Segment Open

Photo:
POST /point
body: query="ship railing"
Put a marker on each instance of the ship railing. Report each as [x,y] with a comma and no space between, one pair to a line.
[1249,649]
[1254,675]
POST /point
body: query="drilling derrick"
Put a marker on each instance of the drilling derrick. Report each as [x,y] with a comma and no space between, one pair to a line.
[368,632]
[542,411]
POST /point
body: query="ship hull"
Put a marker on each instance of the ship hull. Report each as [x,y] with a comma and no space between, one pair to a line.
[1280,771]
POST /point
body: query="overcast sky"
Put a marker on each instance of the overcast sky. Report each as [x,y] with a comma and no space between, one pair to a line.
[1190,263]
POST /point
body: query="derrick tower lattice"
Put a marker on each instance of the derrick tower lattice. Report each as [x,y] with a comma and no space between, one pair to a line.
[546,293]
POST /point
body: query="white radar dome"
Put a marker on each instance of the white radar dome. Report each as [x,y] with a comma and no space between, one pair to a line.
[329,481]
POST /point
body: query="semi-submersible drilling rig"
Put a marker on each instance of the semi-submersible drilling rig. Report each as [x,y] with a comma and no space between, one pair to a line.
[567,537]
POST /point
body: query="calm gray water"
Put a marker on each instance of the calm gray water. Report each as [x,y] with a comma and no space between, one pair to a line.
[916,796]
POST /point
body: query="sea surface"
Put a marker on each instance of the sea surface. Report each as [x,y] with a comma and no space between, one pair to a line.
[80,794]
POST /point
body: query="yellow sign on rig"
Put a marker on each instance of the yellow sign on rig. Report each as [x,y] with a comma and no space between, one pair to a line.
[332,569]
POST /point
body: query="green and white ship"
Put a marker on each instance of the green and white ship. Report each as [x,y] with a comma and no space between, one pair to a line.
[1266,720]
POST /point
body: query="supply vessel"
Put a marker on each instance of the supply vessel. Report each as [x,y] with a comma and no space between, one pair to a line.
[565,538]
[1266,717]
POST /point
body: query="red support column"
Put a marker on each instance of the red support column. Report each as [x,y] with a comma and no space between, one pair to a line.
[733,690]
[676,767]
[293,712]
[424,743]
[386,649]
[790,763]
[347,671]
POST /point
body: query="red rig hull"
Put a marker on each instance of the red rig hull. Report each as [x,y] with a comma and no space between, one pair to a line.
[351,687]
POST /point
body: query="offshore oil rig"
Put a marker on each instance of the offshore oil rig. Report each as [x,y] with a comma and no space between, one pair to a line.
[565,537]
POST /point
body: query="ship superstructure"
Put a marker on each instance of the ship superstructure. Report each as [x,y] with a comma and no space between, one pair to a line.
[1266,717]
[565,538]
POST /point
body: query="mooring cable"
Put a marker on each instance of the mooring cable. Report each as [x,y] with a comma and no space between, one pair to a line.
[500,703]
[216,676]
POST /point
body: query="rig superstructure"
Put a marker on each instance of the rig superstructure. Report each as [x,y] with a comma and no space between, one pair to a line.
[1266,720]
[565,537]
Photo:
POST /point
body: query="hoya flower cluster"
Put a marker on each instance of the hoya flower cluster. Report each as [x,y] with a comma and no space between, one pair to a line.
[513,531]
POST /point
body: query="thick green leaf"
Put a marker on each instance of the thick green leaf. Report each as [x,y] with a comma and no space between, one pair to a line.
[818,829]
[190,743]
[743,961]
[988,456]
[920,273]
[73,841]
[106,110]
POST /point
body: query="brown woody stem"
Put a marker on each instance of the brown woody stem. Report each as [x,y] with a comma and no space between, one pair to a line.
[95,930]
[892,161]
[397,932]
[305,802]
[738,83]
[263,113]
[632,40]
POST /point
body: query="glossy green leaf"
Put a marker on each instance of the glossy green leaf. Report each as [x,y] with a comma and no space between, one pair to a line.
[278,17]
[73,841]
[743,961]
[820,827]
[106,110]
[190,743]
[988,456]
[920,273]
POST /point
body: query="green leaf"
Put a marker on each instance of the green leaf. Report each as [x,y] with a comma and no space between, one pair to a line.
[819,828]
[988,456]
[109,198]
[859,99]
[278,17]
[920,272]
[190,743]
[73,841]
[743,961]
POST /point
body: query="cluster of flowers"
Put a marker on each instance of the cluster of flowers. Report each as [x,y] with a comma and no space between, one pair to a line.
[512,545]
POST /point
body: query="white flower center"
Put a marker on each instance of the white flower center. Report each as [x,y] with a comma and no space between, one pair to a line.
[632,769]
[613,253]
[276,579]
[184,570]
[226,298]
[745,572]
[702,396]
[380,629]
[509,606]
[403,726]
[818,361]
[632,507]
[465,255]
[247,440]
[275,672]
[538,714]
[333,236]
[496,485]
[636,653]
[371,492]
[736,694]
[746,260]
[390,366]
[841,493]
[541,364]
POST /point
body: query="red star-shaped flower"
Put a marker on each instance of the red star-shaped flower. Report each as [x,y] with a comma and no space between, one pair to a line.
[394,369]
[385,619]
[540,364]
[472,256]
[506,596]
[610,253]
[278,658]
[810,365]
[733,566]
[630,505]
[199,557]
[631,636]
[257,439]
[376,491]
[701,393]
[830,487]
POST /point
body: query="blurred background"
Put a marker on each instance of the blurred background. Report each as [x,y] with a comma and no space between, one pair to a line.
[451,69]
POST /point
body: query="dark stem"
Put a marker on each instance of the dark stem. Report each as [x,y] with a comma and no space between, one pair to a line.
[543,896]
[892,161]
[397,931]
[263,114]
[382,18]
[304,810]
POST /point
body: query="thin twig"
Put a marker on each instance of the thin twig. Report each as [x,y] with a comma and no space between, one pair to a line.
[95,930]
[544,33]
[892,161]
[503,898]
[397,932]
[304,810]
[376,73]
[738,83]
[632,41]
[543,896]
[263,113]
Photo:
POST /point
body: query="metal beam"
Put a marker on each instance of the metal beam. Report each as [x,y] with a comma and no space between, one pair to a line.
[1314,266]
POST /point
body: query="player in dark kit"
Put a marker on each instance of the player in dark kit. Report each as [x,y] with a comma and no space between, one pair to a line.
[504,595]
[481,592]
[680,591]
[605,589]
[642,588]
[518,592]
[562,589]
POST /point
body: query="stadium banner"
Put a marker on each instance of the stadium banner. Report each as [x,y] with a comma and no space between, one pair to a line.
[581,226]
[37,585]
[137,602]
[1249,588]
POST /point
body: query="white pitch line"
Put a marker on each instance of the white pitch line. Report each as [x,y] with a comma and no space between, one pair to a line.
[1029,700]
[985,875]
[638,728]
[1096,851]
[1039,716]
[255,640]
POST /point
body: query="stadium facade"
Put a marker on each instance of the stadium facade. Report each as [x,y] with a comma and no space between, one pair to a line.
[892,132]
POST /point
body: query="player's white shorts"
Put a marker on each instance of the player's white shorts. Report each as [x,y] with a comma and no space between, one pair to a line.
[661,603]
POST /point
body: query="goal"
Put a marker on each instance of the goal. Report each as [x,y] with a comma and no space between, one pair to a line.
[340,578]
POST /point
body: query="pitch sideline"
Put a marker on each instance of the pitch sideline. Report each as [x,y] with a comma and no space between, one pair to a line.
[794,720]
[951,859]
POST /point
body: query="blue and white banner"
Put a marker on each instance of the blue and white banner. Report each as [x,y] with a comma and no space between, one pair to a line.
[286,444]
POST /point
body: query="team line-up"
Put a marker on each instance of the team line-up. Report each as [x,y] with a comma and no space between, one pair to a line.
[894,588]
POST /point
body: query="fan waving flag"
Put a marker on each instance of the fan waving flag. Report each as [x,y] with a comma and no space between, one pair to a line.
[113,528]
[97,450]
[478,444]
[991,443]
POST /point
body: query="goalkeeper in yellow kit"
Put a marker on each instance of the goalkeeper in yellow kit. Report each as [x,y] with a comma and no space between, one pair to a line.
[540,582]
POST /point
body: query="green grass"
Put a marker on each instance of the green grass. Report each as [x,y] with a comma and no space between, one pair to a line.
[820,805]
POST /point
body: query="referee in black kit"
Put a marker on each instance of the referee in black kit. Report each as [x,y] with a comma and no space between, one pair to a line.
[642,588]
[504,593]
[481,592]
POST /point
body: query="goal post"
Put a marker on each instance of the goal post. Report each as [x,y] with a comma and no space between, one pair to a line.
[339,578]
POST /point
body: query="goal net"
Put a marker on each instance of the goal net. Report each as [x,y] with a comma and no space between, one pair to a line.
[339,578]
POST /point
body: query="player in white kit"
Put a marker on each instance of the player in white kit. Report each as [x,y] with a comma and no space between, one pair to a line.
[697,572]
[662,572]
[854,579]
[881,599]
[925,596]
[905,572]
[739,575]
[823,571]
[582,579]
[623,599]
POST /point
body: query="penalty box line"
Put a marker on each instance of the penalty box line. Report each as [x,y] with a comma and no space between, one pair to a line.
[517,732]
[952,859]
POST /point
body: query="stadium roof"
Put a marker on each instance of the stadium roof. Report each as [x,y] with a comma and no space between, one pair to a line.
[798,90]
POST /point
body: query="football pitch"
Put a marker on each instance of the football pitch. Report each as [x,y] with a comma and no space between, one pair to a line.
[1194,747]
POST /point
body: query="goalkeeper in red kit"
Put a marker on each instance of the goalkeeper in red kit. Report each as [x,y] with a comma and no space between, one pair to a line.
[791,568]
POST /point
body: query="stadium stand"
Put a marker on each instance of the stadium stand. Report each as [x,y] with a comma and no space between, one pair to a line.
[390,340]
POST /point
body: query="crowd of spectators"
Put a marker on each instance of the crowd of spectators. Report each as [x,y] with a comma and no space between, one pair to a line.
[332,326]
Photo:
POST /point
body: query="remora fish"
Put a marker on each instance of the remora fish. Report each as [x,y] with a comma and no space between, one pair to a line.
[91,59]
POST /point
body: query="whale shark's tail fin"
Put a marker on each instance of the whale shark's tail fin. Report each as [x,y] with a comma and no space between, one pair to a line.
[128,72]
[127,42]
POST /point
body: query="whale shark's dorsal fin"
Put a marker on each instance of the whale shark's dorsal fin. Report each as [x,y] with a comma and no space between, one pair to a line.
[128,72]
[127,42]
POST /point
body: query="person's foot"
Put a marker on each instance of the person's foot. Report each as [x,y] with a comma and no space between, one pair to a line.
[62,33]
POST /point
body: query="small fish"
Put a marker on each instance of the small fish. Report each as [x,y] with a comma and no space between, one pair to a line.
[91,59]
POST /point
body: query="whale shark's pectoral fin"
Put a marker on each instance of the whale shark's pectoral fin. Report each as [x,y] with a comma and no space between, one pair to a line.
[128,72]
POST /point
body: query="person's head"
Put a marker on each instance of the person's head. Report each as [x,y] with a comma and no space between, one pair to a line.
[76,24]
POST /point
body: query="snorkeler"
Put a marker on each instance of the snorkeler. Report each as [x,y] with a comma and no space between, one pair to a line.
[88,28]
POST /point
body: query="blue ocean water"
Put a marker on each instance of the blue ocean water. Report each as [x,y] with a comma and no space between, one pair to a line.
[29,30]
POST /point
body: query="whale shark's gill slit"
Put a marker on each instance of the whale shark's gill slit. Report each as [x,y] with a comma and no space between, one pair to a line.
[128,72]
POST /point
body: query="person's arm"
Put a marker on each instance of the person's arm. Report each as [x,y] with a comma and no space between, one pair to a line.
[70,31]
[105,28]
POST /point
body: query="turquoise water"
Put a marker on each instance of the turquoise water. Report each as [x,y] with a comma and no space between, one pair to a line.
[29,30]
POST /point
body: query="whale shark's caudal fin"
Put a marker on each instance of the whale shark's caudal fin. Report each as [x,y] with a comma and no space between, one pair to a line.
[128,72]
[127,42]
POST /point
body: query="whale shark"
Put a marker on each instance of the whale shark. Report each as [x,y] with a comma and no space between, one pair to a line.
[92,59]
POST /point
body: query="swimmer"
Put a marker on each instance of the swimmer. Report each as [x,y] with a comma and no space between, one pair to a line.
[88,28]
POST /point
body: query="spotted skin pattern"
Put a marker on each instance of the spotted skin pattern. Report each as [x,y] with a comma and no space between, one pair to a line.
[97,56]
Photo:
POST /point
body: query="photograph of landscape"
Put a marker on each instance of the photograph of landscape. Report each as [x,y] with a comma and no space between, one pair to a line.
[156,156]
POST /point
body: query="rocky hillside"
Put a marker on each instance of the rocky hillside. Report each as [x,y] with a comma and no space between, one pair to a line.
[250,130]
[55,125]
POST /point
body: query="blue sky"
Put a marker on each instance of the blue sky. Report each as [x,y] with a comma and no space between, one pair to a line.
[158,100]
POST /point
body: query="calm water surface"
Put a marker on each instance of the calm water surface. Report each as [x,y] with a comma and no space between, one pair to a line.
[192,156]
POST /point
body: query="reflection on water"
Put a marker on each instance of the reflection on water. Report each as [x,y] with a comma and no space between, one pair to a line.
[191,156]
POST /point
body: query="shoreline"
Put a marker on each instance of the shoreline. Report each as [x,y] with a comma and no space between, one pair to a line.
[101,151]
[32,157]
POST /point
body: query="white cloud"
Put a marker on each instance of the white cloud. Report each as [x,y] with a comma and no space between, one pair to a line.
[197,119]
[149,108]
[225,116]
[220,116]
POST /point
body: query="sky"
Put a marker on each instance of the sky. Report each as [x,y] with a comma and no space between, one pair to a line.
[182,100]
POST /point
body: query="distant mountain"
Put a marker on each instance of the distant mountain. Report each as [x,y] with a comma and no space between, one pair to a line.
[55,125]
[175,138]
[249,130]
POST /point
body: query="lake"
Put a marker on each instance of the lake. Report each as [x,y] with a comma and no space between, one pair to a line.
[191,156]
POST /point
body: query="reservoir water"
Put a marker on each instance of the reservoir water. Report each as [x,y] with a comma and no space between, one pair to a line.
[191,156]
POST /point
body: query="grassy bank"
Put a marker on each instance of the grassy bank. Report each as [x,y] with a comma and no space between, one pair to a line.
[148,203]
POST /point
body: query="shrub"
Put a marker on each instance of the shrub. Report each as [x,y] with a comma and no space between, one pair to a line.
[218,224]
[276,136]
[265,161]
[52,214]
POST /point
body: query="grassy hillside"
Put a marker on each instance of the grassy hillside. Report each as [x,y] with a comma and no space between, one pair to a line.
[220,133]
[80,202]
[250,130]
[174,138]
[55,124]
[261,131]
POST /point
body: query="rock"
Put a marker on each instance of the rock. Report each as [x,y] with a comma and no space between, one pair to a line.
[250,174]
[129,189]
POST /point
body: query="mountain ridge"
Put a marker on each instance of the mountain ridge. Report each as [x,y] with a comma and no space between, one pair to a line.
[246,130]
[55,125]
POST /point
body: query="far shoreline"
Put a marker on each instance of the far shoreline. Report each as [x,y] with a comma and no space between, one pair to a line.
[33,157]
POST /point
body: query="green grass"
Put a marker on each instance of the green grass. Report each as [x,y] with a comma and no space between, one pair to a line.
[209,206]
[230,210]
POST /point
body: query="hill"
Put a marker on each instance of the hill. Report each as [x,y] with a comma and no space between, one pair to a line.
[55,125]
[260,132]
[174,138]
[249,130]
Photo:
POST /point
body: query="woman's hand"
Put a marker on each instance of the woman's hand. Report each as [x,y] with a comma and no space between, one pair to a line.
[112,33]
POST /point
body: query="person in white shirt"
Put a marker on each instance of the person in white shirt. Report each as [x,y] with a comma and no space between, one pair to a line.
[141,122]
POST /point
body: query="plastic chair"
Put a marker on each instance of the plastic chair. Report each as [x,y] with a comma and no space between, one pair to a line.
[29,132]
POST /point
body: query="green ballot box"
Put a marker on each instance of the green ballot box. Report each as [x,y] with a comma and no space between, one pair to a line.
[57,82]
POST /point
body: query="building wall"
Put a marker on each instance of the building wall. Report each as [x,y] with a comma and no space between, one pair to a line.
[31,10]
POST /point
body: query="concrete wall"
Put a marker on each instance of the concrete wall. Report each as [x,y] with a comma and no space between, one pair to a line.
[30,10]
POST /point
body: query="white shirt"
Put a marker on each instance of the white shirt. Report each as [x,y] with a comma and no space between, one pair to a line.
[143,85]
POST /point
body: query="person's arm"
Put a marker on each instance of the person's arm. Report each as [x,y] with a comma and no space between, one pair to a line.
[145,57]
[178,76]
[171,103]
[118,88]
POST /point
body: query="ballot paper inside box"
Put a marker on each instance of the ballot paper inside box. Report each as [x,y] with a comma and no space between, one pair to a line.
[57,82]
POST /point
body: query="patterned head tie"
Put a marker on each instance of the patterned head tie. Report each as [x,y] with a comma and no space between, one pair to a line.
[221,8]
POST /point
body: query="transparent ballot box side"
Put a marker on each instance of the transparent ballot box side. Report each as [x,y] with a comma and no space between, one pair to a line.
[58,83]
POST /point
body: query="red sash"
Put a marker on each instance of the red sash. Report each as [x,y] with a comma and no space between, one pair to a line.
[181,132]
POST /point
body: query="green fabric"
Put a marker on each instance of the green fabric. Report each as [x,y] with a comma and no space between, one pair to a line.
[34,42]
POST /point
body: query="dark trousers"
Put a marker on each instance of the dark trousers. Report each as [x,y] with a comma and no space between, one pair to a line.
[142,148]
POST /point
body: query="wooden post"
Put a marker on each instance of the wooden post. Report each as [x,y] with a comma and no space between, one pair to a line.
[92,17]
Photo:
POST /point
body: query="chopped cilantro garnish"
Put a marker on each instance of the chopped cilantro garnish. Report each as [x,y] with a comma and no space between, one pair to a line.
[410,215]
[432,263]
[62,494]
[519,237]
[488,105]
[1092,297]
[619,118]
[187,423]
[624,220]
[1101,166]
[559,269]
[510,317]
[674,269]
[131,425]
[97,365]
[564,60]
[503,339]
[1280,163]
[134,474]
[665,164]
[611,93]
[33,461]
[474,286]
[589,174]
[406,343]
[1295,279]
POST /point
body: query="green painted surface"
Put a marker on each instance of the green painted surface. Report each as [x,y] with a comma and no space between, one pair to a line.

Segment Closed

Lines containing the word "painted" are to be pulled from the records and copied.

» EXERCISE RESULT
body: query="green painted surface"
Put a marker on each instance of the green painted surface. Report each as [x,y] with a comma and no space between, one pair to a line.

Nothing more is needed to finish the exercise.